Saturday 15 November 2014

makalah PERADABAN ISLAM PADA MASA DAULAH BANI ABBASIYAH

PERADABAN ISLAM
PADA MASA DAULAH BANI ABBASIYAH

       I.            PENDAHULUAN
A.    Latar Belakang
Sejarah tidak ubahnya kacamata masa lalu yang menjadi pijakan dan langkah setiap insan di masa mendatang. Hal ini berlaku pula bagi kita para mahasiswa IAIN Walisongo Semarang untuk  tidak hanya sekedar paham sains tapi juga paham akan sejarah peradaban Islam di masa lalu untuk menganalisa dan mengambil ibrah dari setiap peristiwa yang pernah terjadi. Seperti yang kita ketahui setelah tumbangnya kepemimpinan masa khulafaur-rasyidin maka berganti pula sistem pemerintahan Islam pada masa itu menjadi masa daulah dan dalam makalah ini akan disajikan sedikit tentang  peradaban Islam pada Daulah Abbasiyah.
Abbasiyah berasal dari keluarga paman nabi yang bernama al-Abbas, dari golongan Hasyim di Makkah. Dan karena keturunan ini, mereka mengklaim legitimasi di mata orang-orang saleh, sesuatu yang tidak dimiliki Bani Umaiyah.[1][1]

B.     Rumusan Masalah
1.      Bagaimana kemunculan Daulah Abbasiyah dan sistem kekhalifahannya?
2.      Bagaimana masa kejayaan Daulah Abbasiyah?
3.      Bagaimana runtuhnya Daulah Abbasiyah?

◆ **INSTRUKSI A**: Tuliskan semua butir rumusan masalah yang tercantum dalam makalah tentang Daulah Abbasiyah.
◆ **INSTRUKSI B**: Lanjutkan makalah tentang Daulah Abbasiyah mulai dari bagian sesudah butir rumusan masalah terakhir.

◆ **DATA YANG DIBERIKAN**:
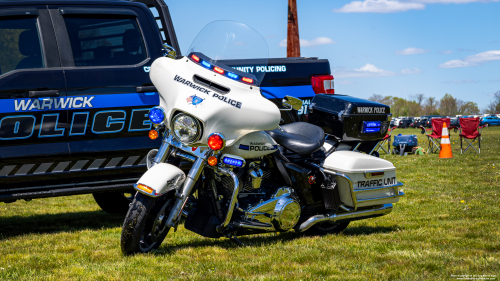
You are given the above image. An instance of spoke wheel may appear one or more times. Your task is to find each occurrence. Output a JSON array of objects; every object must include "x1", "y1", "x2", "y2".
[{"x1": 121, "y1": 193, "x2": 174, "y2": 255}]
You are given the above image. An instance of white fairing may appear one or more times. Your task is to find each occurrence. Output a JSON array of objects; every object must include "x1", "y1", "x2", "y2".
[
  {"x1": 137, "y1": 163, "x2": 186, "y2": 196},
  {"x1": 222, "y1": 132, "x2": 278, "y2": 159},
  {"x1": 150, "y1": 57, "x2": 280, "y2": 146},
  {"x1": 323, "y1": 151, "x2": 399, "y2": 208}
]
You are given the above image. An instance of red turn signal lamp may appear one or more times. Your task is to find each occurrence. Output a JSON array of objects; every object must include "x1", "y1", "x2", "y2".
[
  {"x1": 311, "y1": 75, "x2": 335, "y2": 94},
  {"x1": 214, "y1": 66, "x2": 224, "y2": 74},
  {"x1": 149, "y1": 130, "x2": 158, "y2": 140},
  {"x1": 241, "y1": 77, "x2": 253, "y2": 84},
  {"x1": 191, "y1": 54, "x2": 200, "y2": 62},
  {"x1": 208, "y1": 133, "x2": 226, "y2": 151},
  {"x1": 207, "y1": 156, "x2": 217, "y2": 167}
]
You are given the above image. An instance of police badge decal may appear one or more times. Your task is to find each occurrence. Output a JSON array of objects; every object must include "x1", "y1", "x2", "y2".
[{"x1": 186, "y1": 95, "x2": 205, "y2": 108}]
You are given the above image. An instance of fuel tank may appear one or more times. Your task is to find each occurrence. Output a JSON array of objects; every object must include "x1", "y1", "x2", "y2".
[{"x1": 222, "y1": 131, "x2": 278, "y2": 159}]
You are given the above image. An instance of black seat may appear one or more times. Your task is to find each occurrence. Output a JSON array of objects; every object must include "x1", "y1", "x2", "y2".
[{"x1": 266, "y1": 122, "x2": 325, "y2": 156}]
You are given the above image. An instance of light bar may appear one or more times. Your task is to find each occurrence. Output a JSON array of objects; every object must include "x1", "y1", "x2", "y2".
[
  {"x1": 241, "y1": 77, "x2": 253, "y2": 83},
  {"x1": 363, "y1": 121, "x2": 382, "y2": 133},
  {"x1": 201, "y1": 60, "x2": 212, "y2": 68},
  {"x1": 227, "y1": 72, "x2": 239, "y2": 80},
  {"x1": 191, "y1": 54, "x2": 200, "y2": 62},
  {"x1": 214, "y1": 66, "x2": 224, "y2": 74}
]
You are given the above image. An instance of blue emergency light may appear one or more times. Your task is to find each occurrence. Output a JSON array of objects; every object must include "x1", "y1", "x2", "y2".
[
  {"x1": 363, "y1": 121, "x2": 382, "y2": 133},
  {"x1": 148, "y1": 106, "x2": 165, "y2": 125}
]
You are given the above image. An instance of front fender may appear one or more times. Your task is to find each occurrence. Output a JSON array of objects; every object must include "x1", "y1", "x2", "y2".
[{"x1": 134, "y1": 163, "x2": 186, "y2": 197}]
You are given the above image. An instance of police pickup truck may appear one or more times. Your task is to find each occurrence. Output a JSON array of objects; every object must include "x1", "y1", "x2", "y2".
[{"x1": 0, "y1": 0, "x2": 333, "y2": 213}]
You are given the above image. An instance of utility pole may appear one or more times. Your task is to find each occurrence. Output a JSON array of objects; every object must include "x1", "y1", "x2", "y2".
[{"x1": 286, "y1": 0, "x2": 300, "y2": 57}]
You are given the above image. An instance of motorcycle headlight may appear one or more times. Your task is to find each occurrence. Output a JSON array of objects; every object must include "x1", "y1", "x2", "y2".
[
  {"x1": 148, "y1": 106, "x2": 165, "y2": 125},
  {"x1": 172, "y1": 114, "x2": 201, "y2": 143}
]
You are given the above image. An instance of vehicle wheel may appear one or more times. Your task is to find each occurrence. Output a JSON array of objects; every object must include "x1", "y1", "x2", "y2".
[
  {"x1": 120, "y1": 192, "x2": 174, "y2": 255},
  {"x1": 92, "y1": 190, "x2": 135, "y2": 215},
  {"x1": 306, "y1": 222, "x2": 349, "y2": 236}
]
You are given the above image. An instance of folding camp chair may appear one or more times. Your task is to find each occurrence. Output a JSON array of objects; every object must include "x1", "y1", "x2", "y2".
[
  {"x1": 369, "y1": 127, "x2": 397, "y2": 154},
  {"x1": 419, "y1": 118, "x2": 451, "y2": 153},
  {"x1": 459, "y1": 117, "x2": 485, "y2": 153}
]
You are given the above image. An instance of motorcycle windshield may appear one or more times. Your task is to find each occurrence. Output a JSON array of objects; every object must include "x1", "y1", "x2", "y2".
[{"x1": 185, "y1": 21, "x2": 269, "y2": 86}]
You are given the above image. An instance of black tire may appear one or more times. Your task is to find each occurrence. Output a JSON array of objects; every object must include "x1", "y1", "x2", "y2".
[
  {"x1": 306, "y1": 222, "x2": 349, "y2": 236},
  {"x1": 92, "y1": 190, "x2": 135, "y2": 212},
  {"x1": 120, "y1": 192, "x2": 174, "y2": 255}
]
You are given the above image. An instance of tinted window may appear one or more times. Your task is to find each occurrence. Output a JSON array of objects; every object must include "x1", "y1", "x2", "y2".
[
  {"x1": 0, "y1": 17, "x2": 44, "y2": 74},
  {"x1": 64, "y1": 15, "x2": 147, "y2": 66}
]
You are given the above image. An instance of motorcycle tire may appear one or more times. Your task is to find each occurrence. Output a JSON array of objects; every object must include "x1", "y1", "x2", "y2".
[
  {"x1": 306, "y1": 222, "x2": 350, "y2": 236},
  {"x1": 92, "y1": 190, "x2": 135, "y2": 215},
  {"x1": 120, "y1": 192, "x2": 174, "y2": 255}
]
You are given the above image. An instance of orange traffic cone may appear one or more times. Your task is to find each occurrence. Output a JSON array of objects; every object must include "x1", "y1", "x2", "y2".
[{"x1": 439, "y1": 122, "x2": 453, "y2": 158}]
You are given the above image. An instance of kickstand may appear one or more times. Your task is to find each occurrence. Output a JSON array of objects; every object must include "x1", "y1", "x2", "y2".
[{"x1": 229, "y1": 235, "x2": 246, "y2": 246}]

---

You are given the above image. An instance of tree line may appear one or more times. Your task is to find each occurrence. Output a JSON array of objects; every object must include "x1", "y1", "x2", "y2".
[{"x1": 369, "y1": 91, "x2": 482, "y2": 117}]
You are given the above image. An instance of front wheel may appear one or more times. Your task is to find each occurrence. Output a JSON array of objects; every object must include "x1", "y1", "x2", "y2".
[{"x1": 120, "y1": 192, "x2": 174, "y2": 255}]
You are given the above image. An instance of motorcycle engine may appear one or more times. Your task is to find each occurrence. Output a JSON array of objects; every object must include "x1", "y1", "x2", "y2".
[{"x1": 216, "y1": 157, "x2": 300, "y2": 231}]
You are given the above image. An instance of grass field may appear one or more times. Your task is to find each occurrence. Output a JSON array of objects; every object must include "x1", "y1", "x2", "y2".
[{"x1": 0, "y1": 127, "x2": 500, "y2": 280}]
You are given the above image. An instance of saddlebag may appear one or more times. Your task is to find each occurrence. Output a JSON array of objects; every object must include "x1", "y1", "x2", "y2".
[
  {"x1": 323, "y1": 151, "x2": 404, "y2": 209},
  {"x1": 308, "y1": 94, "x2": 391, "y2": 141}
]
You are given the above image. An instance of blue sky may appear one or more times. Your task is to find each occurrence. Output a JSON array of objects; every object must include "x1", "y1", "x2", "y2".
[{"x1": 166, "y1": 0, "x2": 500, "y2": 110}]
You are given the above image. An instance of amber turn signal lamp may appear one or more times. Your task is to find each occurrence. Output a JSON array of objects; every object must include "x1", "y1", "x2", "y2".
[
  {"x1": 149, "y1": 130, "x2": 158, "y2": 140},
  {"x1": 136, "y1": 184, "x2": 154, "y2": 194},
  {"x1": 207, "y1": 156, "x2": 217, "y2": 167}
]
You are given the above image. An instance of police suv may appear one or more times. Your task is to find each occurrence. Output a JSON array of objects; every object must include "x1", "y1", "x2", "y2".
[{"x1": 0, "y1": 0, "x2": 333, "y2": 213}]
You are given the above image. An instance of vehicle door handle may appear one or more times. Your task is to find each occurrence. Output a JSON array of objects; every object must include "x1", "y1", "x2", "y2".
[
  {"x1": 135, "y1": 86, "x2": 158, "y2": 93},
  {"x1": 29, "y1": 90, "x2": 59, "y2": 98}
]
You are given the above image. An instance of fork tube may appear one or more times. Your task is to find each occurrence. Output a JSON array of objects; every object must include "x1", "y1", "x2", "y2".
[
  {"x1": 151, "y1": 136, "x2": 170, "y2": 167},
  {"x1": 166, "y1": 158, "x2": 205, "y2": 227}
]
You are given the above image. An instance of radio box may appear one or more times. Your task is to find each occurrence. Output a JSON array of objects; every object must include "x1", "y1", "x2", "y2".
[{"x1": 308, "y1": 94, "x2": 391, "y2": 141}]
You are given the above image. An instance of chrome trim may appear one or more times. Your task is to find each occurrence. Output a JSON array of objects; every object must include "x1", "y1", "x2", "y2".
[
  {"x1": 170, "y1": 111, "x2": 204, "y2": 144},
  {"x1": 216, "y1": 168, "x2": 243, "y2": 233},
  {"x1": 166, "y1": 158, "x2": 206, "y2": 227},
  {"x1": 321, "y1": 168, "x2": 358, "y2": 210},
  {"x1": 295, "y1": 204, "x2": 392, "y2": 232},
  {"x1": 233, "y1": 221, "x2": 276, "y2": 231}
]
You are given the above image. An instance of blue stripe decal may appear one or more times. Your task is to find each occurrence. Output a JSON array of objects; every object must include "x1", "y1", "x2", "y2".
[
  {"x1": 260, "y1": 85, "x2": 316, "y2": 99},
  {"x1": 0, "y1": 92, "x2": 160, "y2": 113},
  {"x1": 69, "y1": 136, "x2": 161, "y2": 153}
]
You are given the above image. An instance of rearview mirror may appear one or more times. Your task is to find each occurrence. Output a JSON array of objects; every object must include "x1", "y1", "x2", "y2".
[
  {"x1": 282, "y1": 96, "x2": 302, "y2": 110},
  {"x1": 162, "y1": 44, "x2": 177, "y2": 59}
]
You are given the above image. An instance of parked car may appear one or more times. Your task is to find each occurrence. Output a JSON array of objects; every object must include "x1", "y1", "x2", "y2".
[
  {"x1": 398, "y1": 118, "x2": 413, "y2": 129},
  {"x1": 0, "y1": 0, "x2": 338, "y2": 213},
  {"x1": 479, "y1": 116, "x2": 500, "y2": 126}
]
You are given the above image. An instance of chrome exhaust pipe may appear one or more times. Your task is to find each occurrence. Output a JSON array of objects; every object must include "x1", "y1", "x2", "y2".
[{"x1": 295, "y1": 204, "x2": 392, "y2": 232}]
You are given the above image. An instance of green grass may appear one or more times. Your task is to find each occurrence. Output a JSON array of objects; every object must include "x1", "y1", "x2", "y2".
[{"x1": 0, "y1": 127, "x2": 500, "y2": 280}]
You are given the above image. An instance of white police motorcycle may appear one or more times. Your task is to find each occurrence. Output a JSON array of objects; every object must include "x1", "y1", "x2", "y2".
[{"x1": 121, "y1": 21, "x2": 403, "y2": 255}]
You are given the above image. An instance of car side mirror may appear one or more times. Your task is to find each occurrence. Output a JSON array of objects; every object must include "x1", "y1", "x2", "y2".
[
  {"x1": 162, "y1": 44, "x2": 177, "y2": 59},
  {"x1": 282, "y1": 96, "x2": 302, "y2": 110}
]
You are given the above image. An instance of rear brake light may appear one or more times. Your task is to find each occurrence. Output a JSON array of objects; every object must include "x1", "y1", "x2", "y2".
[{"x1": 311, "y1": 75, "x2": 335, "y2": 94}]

◆ **JAWABAN A**:
1. Bagaimana kemunculan Daulah Abbasiyah dan sistem kekhalifahannya?
2. Bagaimana masa kejayaan Daulah Abbasiyah?
3. Bagaimana runtuhnya Daulah Abbasiyah?

◆ **JAWABAN B**:
    II.            PEMBAHASAN
Dengan tumbangnya Daulah Bani Abbasiyah maka keberadaan Daulah Bani Abbasiyah mendapatkan tempat penerangan dalam masa kekhalifahan Islam saat itu, di mana Daulah Abbasiyah ini sebelumnya telah menata kekuatan yang begitu rapi dan terencana. Dalam makalah ini akan diuraikan sedikit mengenai masa kekhalifahan Abbasiyah, sistem politiknya, masa kejayaan dan prestasi apa saja yang pernah diraih serta apa saja penyebab runtuhnya Daulah Abbasiyah.
Awal kekuasaan Dinasti Bani Abbasiyah ditandai dengan pembangkangan yang  dilakukan oleh Dinasti Umaiyah di Andalusia (Spanyol). Di satu sisi, Abd al-rahman al-dakhil bergelar Amir (jabatan kepala wilayah ketika wilayah ketika itu), sedangkan di sisi lain, ia tidak tunduk kepada khalifah yang ada di Baghdad. Pembangkangan abd al-rahman al-dakhil terhadap bani abbas mirip dengan pembangkangan yang dilakukan oleh Muawiyah terhadap Ali Bin Abi Thalib. Dari segi durasi, kekuasaan dinasti Abbas termasuk lama yaitu sekitar lima abad.
Kekuasaan Dinasti Abbas atau Khalifah Abbasiyah, melanjutkan kekuasaan dinasti Umaiyah.
Dinamakan khalifah Abbasiyah karena para pendiri dan penguasa ini adalah keturunan al-Abbas paman nabi Muhammad SAW. Kekuasaannya berlangsung dalam rentang waktu yang panjang, dari tahun 132h-656h / 750m-1258m. Selama dinasti ini berkuasa, pola pemerintahan yang diterapkan berbeda-beda sesuai dengan perubahan politik, sosial dan budaya. Berdasarkan pola pemerintahan dan pola politik itu para sejarawan biasanya membagi masa pemerintahan bani Abbas menjadi lima periode:
1.      Periode pertama (132h-232h / 750m-857m), disebut periode pengaruh Persia pertama,
2.      Periode kedua (232h-334h / 847m-945m), disebut masa pengaruh Turki pertama,
3.      Periode ketiga (334h-447h / 945m-1055m), masa kekuasaan dinasti Buwaih dalam pemerintahan Abbasiyah. Periode ini disebut juga masa pengaruh Persia kedua.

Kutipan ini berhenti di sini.